The course of the disease is difficult to predict from the onset and varies greatly among patients. Therefore, various data sources have been used to identify prognostic factors and build multivariable predictive models for disease progression through statistical modelling and machine learning. The results of several recent systematic reviews show that there is a broad awareness of the relevance of the research question, which is reflected in the extensive literature and the many proposed prognostic models.7–9 Their common conclusion, however, is that most of the reviewed studies and respective models are at high risk of bias and lack external validation. A few methodologically well-conduced examples with low risk of bias exist, but these models show only weak accuracy.10–12 A related and even more complex research question arises from the field of personalized medicine and concerns the modification of treatment effects by predictive factors. Appropriate predictive models should support individualized treatment recommendations based on a patient’s characteristics. As a practical consequence, patients requiring effective treatment at an early stage could be identified, as well as patients with an expected mild disease course who may not be unnecessarily exposed to the risk of adverse effects.
This retrospective monocentric cohort study (Retro-MS) was conducted to develop and internally validate a clinically relevant and individualized treatment decision score (Multiple Sclerosis Treatment Decision Score – MS-TDS) for newly diagnosed CIS and RRMS patients. The MS-TDS is supposed to support the treating physician and the patient in making an informed decision based on anticipated treatment success between no or platform medication. A further objective was to identify patient features from clinical, imaging and laboratory data that are predictive factors in this regard.
Methods
The Retro-MS cohort was formed from the routine care patients treated at the Department of Neurology at the Klinikum rechts der Isar of the Technical University of Munich (TUM) to create the MS-TDS by predictive modelling of existing multidimensional baseline data. The MS-TDS predicts the outcome of no new or enlarging T2-lesions13–16 in cerebral magnetic resonance images (cMRIs) of a newly diagnosed CIS or RRMS patient on platform or no medication between 6 and 24 months after their first cMRI using patient features collected at baseline. This outcome is considered to be a sensitive short-term surrogate of clinical disease activity observed in the long-term. 17 Baseline was defined as the first date of cMRI available or DMT start date, whichever occurred first. Patients were followed-up as long as they had eligible cMRI, which is defined as a cMRI acquired until 32 months after baseline or until the first cMRI acquired after 32 months.

****************

Task set ->
a - Answer these questions from the multiple sclerosis excerpt:
(i) According to the systematic reviews, what is wrong with most of the reviewed studies and models?
(ii) At which department and hospital was the Retro-MS cohort formed?
(iii) How was baseline defined?
b - Reproduce, word for word, the part of the multiple sclerosis excerpt starting at "This retrospective monocentric" and ending at "in this regard.".

Dataset extract ->
****************

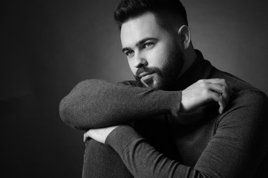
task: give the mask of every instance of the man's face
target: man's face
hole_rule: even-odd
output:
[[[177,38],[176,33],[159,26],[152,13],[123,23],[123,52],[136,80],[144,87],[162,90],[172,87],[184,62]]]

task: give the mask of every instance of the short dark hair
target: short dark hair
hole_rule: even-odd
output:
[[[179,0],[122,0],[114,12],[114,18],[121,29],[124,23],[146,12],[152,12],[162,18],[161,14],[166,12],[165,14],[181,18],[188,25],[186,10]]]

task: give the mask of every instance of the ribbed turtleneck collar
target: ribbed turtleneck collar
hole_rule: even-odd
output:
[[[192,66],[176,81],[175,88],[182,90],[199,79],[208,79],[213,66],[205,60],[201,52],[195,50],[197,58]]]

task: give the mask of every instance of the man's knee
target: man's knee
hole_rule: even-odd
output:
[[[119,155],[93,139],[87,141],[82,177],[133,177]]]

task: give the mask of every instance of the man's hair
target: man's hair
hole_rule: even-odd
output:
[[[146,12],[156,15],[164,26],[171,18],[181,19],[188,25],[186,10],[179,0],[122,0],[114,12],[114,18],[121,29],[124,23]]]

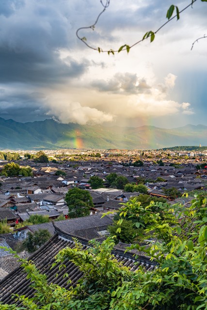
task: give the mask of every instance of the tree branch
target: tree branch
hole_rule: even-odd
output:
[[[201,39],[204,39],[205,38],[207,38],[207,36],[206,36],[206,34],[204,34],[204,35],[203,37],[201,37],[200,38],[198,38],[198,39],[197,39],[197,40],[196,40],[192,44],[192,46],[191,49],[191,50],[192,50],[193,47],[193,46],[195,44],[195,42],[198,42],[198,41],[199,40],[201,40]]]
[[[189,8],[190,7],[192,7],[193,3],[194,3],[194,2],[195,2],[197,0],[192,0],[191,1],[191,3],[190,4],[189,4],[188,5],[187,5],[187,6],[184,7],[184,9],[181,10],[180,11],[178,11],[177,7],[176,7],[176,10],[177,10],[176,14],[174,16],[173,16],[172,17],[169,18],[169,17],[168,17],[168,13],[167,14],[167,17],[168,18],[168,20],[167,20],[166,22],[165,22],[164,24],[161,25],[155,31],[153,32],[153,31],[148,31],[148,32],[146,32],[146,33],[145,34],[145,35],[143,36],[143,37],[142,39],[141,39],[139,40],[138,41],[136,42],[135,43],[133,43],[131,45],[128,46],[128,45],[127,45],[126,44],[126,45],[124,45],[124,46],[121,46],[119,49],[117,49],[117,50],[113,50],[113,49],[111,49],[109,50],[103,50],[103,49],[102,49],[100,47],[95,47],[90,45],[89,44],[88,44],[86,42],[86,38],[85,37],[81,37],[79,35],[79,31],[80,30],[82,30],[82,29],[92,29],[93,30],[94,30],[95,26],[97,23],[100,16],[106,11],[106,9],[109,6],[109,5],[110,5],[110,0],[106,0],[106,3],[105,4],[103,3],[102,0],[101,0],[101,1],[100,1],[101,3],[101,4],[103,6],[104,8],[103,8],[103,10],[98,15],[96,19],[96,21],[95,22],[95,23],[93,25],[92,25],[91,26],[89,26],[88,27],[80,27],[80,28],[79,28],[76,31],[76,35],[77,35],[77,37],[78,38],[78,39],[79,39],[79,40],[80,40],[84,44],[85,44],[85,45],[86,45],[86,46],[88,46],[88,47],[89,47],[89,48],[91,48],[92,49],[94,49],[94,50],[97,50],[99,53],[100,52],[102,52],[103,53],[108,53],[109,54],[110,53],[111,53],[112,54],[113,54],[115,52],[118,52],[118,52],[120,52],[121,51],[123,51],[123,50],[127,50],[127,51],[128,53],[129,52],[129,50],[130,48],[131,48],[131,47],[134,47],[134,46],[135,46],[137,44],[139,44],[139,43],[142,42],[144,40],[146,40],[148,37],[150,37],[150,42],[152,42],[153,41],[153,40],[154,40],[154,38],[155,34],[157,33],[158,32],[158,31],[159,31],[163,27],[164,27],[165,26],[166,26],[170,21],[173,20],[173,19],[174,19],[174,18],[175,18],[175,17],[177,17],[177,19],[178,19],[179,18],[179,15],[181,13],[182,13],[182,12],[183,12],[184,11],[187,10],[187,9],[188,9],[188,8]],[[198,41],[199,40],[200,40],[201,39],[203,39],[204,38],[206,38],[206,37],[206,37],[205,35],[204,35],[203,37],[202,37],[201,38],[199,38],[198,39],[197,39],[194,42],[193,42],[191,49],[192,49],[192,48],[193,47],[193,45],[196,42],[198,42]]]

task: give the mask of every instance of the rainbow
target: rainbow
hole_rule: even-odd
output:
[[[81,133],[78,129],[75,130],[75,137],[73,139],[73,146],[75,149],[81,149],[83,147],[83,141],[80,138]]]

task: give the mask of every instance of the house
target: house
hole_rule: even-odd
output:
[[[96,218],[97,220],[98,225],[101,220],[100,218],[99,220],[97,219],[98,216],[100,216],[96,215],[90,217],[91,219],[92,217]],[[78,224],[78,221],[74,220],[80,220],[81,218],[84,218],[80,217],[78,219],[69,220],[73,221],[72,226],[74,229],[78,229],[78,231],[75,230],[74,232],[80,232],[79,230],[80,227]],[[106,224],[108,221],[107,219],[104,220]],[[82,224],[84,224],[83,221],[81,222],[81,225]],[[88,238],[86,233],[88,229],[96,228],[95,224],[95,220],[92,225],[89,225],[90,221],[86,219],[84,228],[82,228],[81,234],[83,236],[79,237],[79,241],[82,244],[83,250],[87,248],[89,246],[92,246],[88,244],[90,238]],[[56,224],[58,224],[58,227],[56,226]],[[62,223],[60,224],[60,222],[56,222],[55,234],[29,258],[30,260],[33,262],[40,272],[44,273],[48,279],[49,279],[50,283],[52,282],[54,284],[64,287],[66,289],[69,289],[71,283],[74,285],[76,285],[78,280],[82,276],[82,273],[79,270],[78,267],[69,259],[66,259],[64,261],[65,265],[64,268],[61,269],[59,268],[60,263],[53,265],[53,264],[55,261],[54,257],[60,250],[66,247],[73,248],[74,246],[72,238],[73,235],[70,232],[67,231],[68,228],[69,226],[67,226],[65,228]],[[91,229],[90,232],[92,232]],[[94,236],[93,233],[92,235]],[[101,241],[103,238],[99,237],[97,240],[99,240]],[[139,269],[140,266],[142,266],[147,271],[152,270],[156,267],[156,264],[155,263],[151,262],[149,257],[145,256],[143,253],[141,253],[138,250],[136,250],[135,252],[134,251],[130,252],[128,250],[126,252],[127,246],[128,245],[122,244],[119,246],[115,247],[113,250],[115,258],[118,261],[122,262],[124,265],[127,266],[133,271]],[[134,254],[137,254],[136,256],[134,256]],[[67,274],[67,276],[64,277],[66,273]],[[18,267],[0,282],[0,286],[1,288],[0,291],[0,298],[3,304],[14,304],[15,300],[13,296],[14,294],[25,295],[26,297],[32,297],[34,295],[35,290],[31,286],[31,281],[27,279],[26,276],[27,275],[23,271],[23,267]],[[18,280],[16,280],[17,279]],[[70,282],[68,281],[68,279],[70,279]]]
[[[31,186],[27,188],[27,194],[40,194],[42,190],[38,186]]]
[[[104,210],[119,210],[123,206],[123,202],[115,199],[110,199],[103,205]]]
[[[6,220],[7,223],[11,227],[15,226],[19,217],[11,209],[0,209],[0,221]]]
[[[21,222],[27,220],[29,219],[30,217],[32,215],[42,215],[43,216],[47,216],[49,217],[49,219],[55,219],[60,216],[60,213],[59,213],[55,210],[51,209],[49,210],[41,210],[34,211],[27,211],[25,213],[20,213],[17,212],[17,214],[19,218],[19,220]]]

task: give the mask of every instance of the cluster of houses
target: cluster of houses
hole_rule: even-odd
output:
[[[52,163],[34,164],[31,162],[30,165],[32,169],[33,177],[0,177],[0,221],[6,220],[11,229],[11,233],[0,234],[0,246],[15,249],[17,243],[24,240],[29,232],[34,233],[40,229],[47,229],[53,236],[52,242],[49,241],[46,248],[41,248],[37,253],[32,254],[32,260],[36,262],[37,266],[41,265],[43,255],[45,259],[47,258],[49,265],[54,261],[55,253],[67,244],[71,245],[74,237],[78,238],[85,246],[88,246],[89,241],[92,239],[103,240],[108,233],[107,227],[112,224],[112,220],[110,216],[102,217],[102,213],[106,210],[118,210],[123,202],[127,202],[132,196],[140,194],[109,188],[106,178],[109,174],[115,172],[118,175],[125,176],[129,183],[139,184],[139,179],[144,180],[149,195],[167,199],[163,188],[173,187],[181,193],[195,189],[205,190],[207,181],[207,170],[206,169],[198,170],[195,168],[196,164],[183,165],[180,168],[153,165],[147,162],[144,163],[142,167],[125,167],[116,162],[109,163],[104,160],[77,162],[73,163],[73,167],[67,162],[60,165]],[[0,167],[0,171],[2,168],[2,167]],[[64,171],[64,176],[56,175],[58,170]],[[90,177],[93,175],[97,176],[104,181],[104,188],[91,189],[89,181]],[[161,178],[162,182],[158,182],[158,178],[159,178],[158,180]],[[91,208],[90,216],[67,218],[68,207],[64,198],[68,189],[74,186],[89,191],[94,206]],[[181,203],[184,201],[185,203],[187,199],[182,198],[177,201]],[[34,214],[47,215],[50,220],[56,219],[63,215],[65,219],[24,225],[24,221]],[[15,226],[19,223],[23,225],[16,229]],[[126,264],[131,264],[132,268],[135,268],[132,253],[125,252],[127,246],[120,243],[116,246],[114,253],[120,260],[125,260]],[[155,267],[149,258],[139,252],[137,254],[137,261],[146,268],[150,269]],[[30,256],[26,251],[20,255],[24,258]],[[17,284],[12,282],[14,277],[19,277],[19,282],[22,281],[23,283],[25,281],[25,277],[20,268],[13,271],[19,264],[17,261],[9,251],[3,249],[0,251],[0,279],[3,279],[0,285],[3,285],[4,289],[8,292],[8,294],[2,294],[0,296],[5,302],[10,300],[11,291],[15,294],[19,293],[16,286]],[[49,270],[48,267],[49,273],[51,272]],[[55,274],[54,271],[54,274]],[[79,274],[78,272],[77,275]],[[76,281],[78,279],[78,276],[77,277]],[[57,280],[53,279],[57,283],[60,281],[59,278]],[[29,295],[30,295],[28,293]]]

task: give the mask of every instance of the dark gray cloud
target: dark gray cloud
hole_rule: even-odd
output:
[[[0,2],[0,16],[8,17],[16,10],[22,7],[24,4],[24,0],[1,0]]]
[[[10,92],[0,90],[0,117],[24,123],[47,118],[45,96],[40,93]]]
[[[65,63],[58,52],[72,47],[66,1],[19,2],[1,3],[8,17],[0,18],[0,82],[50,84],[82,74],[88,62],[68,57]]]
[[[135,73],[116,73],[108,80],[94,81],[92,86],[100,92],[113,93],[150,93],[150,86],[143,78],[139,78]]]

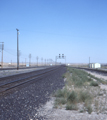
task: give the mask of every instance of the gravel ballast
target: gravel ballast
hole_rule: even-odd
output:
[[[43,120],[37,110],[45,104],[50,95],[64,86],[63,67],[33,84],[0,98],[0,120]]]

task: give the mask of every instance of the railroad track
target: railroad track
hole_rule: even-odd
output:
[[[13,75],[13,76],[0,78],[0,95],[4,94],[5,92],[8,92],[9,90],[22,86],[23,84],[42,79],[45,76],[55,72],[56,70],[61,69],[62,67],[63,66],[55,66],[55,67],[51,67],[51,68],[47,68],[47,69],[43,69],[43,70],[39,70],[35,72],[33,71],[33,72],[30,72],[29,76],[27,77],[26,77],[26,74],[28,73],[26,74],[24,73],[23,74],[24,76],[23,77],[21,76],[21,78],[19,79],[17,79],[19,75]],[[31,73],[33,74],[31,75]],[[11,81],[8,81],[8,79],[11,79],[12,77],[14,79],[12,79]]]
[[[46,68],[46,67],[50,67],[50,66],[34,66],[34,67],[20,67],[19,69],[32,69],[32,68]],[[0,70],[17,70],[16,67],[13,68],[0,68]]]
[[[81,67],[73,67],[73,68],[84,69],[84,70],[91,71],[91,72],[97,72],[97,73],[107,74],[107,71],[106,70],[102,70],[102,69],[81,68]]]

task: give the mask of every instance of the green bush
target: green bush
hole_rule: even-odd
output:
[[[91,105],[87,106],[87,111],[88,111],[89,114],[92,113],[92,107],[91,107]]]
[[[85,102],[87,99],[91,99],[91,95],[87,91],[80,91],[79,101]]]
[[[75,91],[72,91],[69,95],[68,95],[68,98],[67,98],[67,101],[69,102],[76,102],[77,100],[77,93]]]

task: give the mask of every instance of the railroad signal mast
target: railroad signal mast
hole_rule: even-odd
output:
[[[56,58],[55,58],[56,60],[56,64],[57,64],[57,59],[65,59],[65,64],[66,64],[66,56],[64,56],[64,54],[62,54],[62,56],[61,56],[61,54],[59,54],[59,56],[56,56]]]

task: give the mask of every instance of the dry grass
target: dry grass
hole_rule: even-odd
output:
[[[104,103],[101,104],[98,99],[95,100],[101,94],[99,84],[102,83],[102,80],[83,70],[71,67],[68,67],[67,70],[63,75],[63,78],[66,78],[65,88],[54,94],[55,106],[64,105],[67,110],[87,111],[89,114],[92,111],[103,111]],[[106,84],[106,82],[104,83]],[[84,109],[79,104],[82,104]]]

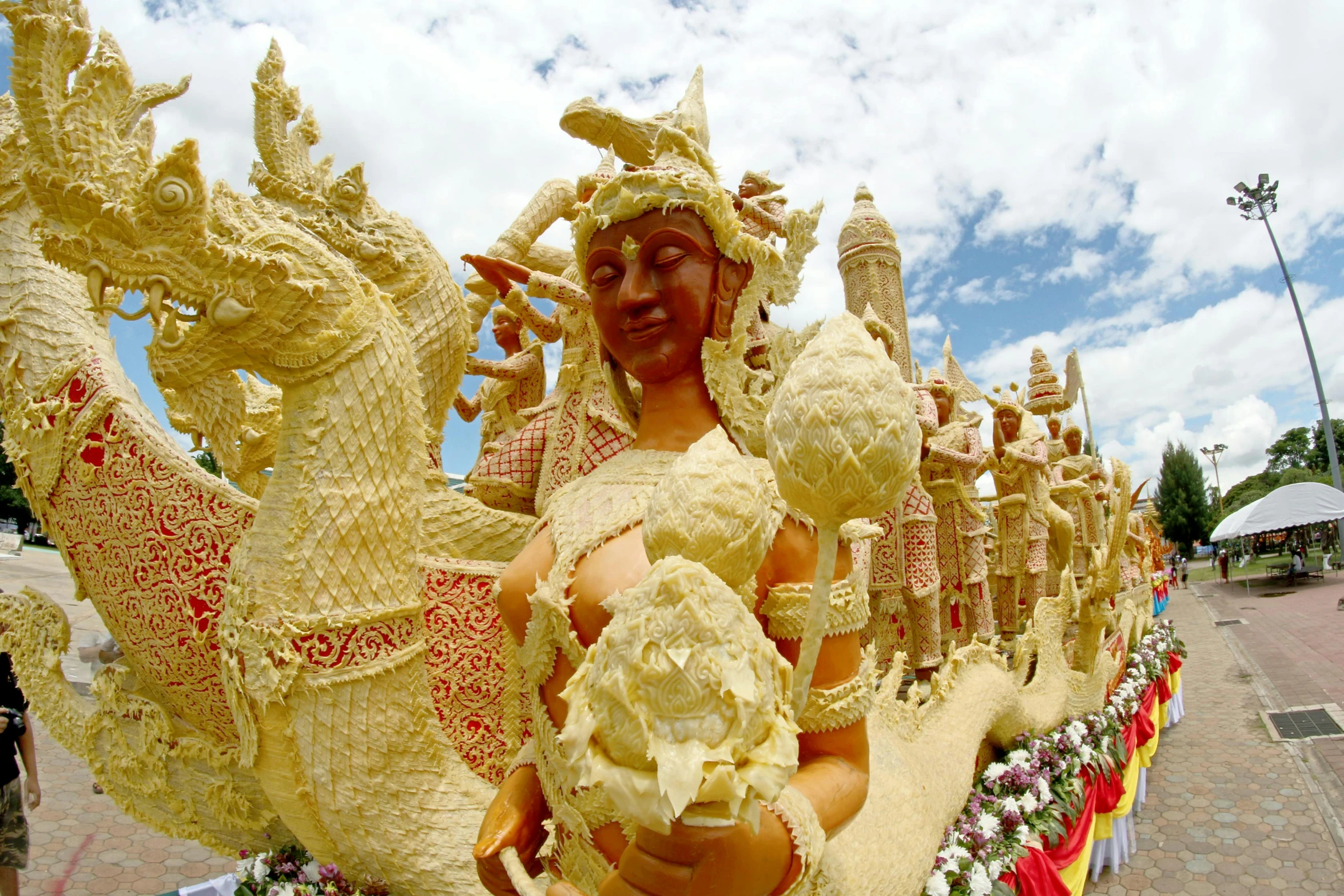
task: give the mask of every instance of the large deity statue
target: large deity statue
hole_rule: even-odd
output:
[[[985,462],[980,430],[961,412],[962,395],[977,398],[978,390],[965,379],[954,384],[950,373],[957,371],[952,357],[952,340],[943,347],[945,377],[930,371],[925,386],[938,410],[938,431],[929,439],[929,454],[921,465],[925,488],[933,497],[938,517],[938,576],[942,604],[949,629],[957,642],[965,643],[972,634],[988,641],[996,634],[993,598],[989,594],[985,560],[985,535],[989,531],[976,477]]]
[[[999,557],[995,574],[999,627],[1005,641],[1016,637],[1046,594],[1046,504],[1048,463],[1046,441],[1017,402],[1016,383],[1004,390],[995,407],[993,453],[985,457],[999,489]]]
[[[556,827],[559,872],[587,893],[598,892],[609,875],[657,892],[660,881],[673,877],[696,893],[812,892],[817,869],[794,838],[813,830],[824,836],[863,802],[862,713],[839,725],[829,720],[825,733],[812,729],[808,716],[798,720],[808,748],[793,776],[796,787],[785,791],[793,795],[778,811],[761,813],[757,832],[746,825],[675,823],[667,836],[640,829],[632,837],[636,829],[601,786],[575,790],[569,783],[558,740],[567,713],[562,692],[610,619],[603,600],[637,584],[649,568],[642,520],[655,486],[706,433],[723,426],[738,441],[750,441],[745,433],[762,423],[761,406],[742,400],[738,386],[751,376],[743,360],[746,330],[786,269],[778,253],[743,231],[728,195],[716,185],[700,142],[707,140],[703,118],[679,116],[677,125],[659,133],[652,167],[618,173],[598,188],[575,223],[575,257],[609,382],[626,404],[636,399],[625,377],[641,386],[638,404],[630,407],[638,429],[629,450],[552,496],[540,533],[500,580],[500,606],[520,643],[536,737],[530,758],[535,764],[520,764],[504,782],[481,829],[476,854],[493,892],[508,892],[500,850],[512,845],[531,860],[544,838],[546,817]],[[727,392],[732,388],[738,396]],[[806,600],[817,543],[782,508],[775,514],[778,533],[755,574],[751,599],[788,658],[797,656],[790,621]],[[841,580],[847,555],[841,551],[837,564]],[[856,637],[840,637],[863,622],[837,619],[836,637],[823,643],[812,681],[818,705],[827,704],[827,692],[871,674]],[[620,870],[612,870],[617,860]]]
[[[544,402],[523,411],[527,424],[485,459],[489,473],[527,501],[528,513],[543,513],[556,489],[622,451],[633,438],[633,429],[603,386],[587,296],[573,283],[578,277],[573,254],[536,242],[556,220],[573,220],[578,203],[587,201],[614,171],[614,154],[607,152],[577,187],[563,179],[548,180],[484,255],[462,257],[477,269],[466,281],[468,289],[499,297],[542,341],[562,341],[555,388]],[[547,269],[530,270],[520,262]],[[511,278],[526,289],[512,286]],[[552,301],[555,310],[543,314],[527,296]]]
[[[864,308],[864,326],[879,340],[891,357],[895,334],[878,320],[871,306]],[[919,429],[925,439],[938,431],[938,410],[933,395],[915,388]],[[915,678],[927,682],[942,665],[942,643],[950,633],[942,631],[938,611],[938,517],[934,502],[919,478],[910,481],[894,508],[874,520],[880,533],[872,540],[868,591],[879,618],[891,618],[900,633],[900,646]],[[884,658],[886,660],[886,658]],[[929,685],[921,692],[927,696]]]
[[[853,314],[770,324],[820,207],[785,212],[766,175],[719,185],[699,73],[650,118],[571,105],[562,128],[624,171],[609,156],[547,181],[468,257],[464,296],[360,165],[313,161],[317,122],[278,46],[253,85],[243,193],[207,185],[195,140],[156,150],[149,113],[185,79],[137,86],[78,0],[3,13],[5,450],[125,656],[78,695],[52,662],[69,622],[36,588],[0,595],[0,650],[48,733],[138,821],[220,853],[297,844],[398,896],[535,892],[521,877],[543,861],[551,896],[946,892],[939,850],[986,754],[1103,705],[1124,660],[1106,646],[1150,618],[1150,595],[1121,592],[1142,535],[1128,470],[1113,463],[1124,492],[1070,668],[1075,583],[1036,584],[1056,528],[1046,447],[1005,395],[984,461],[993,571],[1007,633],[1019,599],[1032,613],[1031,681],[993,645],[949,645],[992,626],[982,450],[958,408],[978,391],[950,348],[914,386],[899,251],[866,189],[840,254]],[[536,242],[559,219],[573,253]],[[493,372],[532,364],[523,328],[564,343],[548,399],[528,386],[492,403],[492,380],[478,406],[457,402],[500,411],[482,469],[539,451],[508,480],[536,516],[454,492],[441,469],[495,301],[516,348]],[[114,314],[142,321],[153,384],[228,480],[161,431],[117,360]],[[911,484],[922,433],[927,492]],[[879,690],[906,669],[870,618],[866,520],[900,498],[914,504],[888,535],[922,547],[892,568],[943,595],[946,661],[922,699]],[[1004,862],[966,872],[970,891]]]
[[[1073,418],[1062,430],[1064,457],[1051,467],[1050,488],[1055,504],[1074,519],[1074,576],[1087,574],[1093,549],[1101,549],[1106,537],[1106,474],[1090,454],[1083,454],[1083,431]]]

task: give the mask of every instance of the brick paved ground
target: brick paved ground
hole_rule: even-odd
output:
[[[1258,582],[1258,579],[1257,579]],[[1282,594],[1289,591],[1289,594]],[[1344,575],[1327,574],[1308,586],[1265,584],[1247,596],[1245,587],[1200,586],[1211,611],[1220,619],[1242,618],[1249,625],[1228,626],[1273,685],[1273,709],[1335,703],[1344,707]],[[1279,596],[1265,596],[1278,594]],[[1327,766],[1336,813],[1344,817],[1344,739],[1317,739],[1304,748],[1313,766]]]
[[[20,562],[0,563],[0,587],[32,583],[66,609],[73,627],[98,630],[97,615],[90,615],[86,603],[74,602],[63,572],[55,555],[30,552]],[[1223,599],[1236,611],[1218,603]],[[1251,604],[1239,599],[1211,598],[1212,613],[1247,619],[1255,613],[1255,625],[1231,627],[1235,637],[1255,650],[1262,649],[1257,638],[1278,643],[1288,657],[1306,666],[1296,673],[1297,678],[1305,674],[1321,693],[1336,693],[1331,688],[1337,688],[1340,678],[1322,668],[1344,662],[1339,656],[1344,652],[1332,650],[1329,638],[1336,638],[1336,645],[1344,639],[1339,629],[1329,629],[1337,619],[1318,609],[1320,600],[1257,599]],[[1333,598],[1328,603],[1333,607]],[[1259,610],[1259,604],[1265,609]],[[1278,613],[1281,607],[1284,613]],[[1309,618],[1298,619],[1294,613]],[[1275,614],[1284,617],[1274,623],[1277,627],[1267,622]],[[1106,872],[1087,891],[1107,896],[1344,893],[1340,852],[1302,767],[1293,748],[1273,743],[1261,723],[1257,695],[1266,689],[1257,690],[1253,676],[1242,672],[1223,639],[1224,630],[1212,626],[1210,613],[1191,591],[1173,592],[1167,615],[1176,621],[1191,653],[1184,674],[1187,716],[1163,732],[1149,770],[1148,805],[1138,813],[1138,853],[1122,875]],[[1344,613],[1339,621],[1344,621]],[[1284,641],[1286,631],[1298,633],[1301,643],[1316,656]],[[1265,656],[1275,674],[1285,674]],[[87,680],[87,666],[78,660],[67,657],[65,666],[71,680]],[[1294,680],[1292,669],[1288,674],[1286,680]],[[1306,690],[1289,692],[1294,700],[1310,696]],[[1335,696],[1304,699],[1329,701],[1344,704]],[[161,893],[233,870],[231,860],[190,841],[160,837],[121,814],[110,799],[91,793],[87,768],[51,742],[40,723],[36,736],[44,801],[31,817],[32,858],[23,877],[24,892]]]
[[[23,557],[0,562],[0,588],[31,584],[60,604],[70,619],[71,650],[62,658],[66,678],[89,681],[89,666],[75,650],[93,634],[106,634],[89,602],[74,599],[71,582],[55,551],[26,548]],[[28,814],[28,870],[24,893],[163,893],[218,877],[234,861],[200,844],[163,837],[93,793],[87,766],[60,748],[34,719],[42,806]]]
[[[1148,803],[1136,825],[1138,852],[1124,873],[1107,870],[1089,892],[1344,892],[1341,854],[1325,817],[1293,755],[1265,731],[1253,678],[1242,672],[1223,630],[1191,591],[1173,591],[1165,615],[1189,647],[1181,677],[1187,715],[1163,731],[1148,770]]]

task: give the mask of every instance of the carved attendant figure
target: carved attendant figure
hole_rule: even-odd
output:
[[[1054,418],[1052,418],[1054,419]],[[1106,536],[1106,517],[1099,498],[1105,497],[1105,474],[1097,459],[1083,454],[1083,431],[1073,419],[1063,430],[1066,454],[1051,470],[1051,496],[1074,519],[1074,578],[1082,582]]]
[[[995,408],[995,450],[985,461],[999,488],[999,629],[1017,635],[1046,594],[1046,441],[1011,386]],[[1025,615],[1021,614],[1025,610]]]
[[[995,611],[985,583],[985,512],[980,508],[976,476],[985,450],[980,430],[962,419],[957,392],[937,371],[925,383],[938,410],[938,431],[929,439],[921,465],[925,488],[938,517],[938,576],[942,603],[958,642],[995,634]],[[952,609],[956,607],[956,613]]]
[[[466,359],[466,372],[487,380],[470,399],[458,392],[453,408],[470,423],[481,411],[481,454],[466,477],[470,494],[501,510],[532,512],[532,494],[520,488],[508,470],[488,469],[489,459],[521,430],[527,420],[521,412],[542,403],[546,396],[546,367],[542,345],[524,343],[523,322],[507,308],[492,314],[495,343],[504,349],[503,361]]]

****************

Task answers ->
a -
(i) Most are at high risk of bias and lack external validation.
(ii) The Department of Neurology at the Klinikum rechts der Isar of the Technical University of Munich (TUM).
(iii) Baseline was the first date of cMRI available or the DMT start date, whichever occurred first.

b -
This retrospective monocentric cohort study (Retro-MS) was conducted to develop and internally validate a clinically relevant and individualized treatment decision score (Multiple Sclerosis Treatment Decision Score – MS-TDS) for newly diagnosed CIS and RRMS patients. The MS-TDS is supposed to support the treating physician and the patient in making an informed decision based on anticipated treatment success between no or platform medication. A further objective was to identify patient features from clinical, imaging and laboratory data that are predictive factors in this regard.